**LIST OF TASKS**
1: In the text about Ben Rackham's NSF fellowship, what was his undergraduate field of study?
2: Restate as a short list the paragraph of the text about Ben Rackham's NSF fellowship that begins "My two biggest pieces of advice", keeping its main facts.
3: Transcribe the passage from the text about Ben Rackham's NSF fellowship starting at "Hi! My name" and ending at "mini-Neptunes are not.".

Hi! My name is Ben Rackham. I’m a PhD student in the astronomy program at the University of Arizona. I started a National Science Foundation (NSF) Graduate Research Fellowship (GRF) in 2014.
I study the atmospheres of extrasolar planets that bridge the transition from small, rocky worlds to large, gas giants. We don’t have an example of one of these “super-Earths” or “mini-Neptunes” in the solar system, but recent surveys of extrasolar planets show these planets are very common, if not the most common type of planet. Investigating the atmospheres of these worlds can tell us about their bulk compositions and how they formed. Ultimately, understanding the division between terrestrial and gaseous planets will inform the search for life elsewhere in the universe, since super-Earths may be suitable hosts for life as we know it, while mini-Neptunes are not.
The primary challenge I encountered in applying for the NSF GRF was the mismatch between my undergraduate work and intended path in graduate school. I studied neuroscience as an undergraduate, only discovering my passion for astronomy and astrobiology after graduating. With the help of additional coursework, I managed to get accepted to the UA’s astronomy program (woohoo!!!), but I felt that my lack of previous research experience in astronomy would make any sort of competitive fellowship out of the question. One of the great things about the NSF GRF, however, is that it is an investment in you as a budding researcher more than in a particular project. In the application essays, I was honest about my motivations for switching fields for graduate school and how I thought I could put my background in biology to use as an astronomer interested in life elsewhere. I also stressed how I would utilize the expertise of members of my research team for support in carrying out this project.
My two biggest pieces of advice for interested applicants are: 1) be sure to equally address both evaluation criteria; and 2) definitely reapply while you are eligible. The NSF judges all applications with equal weight given to their intellectual merit and broader impacts. Descriptions of these criteria are available in the program solicitation and on the NSF’s website. In my case, I didn’t receive a fellowship when I applied as a first-year graduate student because I failed to properly address how my proposal would fulfill the broader impacts criterion. But with the help of the reviewers’ feedback and one-year’s-worth of work on this project under my belt, I successfully reapplied as a second-year graduate student. Typically, eligible students include those in their last year of college or first two years of graduate school. Be sure to check the program solicitation to see if you are eligible to apply, and keep reapplying while you can!

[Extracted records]
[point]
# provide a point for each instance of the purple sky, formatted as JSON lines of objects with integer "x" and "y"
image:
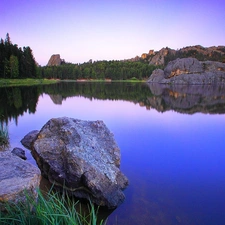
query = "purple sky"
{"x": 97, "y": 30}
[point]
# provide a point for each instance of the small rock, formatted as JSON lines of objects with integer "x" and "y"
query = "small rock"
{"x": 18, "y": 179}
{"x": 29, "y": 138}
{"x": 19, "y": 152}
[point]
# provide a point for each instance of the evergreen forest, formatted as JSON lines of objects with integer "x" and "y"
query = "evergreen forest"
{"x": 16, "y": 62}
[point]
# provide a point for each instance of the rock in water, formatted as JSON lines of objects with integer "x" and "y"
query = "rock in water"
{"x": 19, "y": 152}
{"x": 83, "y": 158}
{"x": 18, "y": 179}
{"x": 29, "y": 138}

--

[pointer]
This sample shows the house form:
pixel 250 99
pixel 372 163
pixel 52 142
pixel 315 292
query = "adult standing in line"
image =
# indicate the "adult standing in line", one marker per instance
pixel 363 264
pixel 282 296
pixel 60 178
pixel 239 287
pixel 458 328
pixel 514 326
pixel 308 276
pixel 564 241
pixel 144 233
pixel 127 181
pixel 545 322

**ANSWERS GIVEN**
1: Neuroscience.

2:
- Give equal attention to both evaluation criteria, intellectual merit and broader impacts. The NSF weighs them equally and describes them in the program solicitation and on its website.
- Rackham was turned down as a first-year graduate student because he did not properly address broader impacts.
- Using the reviewers' feedback and a year of work on his project, he succeeded when he reapplied as a second-year graduate student.
- Eligible students are usually those in their last year of college or first two years of graduate school. Check the program solicitation for eligibility, and keep reapplying while you can.

3:
Hi! My name is Ben Rackham. I’m a PhD student in the astronomy program at the University of Arizona. I started a National Science Foundation (NSF) Graduate Research Fellowship (GRF) in 2014.
I study the atmospheres of extrasolar planets that bridge the transition from small, rocky worlds to large, gas giants. We don’t have an example of one of these “super-Earths” or “mini-Neptunes” in the solar system, but recent surveys of extrasolar planets show these planets are very common, if not the most common type of planet. Investigating the atmospheres of these worlds can tell us about their bulk compositions and how they formed. Ultimately, understanding the division between terrestrial and gaseous planets will inform the search for life elsewhere in the universe, since super-Earths may be suitable hosts for life as we know it, while mini-Neptunes are not.